> **DIRECTIONS**: Each record is to be repeated exactly as it stands below.

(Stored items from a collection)

▬▬▬▬▬▬

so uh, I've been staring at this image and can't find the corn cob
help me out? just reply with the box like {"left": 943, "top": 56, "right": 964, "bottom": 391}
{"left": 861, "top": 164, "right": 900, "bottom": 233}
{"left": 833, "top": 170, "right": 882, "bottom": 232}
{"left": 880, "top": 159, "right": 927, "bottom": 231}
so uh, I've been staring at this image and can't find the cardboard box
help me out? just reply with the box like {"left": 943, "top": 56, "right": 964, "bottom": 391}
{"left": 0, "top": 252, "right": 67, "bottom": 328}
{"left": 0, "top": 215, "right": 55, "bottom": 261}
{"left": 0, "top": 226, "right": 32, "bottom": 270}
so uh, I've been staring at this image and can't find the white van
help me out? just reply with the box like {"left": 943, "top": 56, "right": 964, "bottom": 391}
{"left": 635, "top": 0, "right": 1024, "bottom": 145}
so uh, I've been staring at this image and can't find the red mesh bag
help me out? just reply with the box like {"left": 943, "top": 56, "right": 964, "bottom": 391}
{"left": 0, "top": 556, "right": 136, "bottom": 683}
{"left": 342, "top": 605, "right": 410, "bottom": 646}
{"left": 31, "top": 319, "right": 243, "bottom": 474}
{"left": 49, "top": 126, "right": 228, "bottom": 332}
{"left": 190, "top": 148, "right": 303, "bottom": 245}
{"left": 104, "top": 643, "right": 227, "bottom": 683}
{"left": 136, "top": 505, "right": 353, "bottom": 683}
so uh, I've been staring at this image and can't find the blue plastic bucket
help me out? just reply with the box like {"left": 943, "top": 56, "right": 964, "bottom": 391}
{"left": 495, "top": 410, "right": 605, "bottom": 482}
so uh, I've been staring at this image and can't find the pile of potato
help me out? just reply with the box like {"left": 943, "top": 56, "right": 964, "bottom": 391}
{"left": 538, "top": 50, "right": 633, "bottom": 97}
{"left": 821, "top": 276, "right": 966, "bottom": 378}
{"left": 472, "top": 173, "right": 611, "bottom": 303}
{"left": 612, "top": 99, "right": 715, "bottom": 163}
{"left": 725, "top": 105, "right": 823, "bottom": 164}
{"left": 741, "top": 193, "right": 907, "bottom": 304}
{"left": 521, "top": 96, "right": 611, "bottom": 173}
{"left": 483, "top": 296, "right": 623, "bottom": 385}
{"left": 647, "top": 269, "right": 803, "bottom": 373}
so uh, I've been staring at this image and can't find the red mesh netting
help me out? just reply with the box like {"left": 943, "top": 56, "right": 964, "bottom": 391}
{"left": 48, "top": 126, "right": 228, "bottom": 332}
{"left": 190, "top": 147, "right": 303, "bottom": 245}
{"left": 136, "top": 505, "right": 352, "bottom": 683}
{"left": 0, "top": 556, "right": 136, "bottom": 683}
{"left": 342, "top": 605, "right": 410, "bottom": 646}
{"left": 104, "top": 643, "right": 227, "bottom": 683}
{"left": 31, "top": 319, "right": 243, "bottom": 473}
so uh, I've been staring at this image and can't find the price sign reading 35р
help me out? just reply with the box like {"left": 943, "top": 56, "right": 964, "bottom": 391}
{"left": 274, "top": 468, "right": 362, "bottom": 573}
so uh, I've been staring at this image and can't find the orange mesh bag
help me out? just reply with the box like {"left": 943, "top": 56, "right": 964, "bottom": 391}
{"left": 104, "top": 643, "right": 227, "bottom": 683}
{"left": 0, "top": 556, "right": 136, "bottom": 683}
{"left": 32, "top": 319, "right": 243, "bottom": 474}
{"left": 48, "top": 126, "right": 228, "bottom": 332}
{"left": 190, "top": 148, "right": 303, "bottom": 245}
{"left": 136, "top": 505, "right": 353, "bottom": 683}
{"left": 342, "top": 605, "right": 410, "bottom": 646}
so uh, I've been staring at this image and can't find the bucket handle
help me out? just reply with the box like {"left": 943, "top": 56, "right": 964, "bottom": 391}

▬▬▬▬▬▬

> **EXERCISE RESULT**:
so uh, I've been staring at this image and can't find the corn cob
help me out? just reply with the box like {"left": 943, "top": 56, "right": 964, "bottom": 391}
{"left": 861, "top": 164, "right": 900, "bottom": 233}
{"left": 833, "top": 170, "right": 882, "bottom": 232}
{"left": 880, "top": 159, "right": 927, "bottom": 231}
so uh, I've been staring at this image and can't find the cardboard box
help me out? just reply with the box like {"left": 943, "top": 56, "right": 964, "bottom": 391}
{"left": 0, "top": 252, "right": 67, "bottom": 328}
{"left": 0, "top": 215, "right": 55, "bottom": 261}
{"left": 0, "top": 226, "right": 32, "bottom": 270}
so uh, I've been staring at this image and can't find the white van
help me out? just reply with the box like {"left": 943, "top": 56, "right": 964, "bottom": 391}
{"left": 635, "top": 0, "right": 1024, "bottom": 145}
so uh, I've been staring at this image and can't find the red mesh bag
help me out? just reply with the box like {"left": 943, "top": 56, "right": 964, "bottom": 391}
{"left": 0, "top": 556, "right": 136, "bottom": 683}
{"left": 342, "top": 605, "right": 410, "bottom": 646}
{"left": 31, "top": 319, "right": 243, "bottom": 474}
{"left": 49, "top": 126, "right": 228, "bottom": 332}
{"left": 190, "top": 148, "right": 303, "bottom": 245}
{"left": 104, "top": 643, "right": 227, "bottom": 683}
{"left": 136, "top": 505, "right": 353, "bottom": 683}
so uh, I've been staring at this image and can't find the blue plastic bucket
help me out? just reply with the box like {"left": 943, "top": 56, "right": 964, "bottom": 391}
{"left": 495, "top": 410, "right": 605, "bottom": 482}
so uh, I've been staring at this image and can't find the pile of potato
help me out? just reply with the box like {"left": 943, "top": 56, "right": 964, "bottom": 391}
{"left": 538, "top": 50, "right": 633, "bottom": 97}
{"left": 821, "top": 276, "right": 966, "bottom": 378}
{"left": 472, "top": 173, "right": 611, "bottom": 303}
{"left": 612, "top": 99, "right": 715, "bottom": 163}
{"left": 725, "top": 105, "right": 823, "bottom": 164}
{"left": 741, "top": 193, "right": 907, "bottom": 304}
{"left": 521, "top": 96, "right": 611, "bottom": 173}
{"left": 483, "top": 296, "right": 623, "bottom": 385}
{"left": 647, "top": 269, "right": 803, "bottom": 373}
so uh, I've been staring at this image and can't find the red mesh netting
help me out? just reply with the box like {"left": 943, "top": 56, "right": 964, "bottom": 391}
{"left": 48, "top": 126, "right": 228, "bottom": 332}
{"left": 190, "top": 147, "right": 303, "bottom": 245}
{"left": 136, "top": 505, "right": 352, "bottom": 683}
{"left": 0, "top": 556, "right": 136, "bottom": 683}
{"left": 342, "top": 605, "right": 410, "bottom": 646}
{"left": 104, "top": 643, "right": 227, "bottom": 683}
{"left": 31, "top": 319, "right": 243, "bottom": 473}
so uh, I've been staring at this image and can't find the price sign reading 35р
help me out? just reply with the box like {"left": 943, "top": 56, "right": 964, "bottom": 391}
{"left": 274, "top": 468, "right": 362, "bottom": 573}
so uh, I've been staring at this image and can't find the orange mesh bag
help me out? just reply with the box like {"left": 943, "top": 56, "right": 964, "bottom": 391}
{"left": 104, "top": 643, "right": 227, "bottom": 683}
{"left": 0, "top": 556, "right": 136, "bottom": 683}
{"left": 32, "top": 319, "right": 243, "bottom": 474}
{"left": 48, "top": 126, "right": 228, "bottom": 332}
{"left": 190, "top": 148, "right": 303, "bottom": 245}
{"left": 136, "top": 505, "right": 353, "bottom": 683}
{"left": 342, "top": 605, "right": 410, "bottom": 646}
so uh, I've been staring at this image and can't find the bucket handle
help me out? just reply with the box like {"left": 943, "top": 56, "right": 964, "bottom": 391}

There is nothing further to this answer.